Aim of the exercise » The required output is every record, written out exactly.

● ● ●

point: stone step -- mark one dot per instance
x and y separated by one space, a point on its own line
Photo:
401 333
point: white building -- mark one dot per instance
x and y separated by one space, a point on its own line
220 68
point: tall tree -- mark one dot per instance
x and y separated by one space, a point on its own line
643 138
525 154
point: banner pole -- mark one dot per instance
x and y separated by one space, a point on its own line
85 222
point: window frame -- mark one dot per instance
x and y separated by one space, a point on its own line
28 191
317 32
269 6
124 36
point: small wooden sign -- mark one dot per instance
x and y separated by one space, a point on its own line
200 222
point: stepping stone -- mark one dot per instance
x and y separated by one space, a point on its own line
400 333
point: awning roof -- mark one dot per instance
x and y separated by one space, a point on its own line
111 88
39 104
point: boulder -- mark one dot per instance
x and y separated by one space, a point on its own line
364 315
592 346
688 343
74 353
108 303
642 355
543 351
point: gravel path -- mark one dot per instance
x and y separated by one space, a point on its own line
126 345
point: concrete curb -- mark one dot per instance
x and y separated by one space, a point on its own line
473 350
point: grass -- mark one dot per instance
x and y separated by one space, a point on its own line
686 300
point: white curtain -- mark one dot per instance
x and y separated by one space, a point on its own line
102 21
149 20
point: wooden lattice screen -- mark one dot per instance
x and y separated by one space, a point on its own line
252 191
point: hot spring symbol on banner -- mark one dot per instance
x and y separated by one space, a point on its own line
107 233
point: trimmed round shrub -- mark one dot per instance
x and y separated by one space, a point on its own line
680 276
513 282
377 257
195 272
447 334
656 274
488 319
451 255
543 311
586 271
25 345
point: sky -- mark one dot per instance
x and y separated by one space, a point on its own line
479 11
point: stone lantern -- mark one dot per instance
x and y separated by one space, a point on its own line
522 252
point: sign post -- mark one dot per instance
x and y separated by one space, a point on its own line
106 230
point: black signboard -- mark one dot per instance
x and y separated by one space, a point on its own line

● ● ●

Solved exercise »
point: stone step -- mark one dot per instance
x and y separated by one space, a point on its own line
Photo:
401 333
point: white building -- mark one dot per instance
x and y separated by one space, a point on its own line
220 68
point: tall tree -- mark one dot per instance
x and y separated by one space, a point on its own line
643 138
525 154
point: banner pole -- mark one dot per instance
x and y separated by one space, a point on its own line
85 222
point: window frame -- mark one dot per instance
x and y separated by one space, a point on its own line
28 191
317 32
269 6
124 36
point: small wooden sign -- mark one dot per instance
x and y separated by one space, a point on its own line
200 222
point: stepping stone -- mark one dot per instance
x and y separated by one space, a point on its own line
400 333
point: awning roof -- mark one dot per instance
x and y separated by one space, a point on its own line
111 88
39 104
point: boulder -- mark one dot per instance
x and y separated by one space, a point on its own line
364 315
592 346
688 343
74 353
108 303
642 355
543 351
point: gravel path -- mark one dot per instance
x and y separated by one space, a point on its own line
126 345
point: concrete curb -- mark one dot per instance
x and y separated by one space, a point on its own line
473 350
point: grass -- mark one dot per instance
x and y separated by one space, a point on its own line
686 300
point: white curtain -- mark one dot per instance
x and y separated by one space, a point on its own line
102 21
149 20
point: wooden lattice screen -- mark one dot per instance
x and y separated by one space, a point on its own line
252 191
point: hot spring symbol on banner -- mark one dot per instance
x and y separated by one space, a point on its own line
107 233
point: trimmed round shrub -- mark one dot per instance
x and y separated by one space, a point on its own line
680 276
513 282
377 257
195 272
447 334
656 274
488 319
451 255
543 311
586 271
25 345
point: sky -- mark one dot per instance
x and y separated by one space, a point on its own line
479 11
point: stone lantern -- mark one dot per instance
x and y separated by one space, a point on its own line
522 252
point: sign post -- mark one dot per instance
x and y separated by one space, a point on its own line
106 230
point: black signboard -- mark one dot per instance
x and y separated by one space, a point on its own line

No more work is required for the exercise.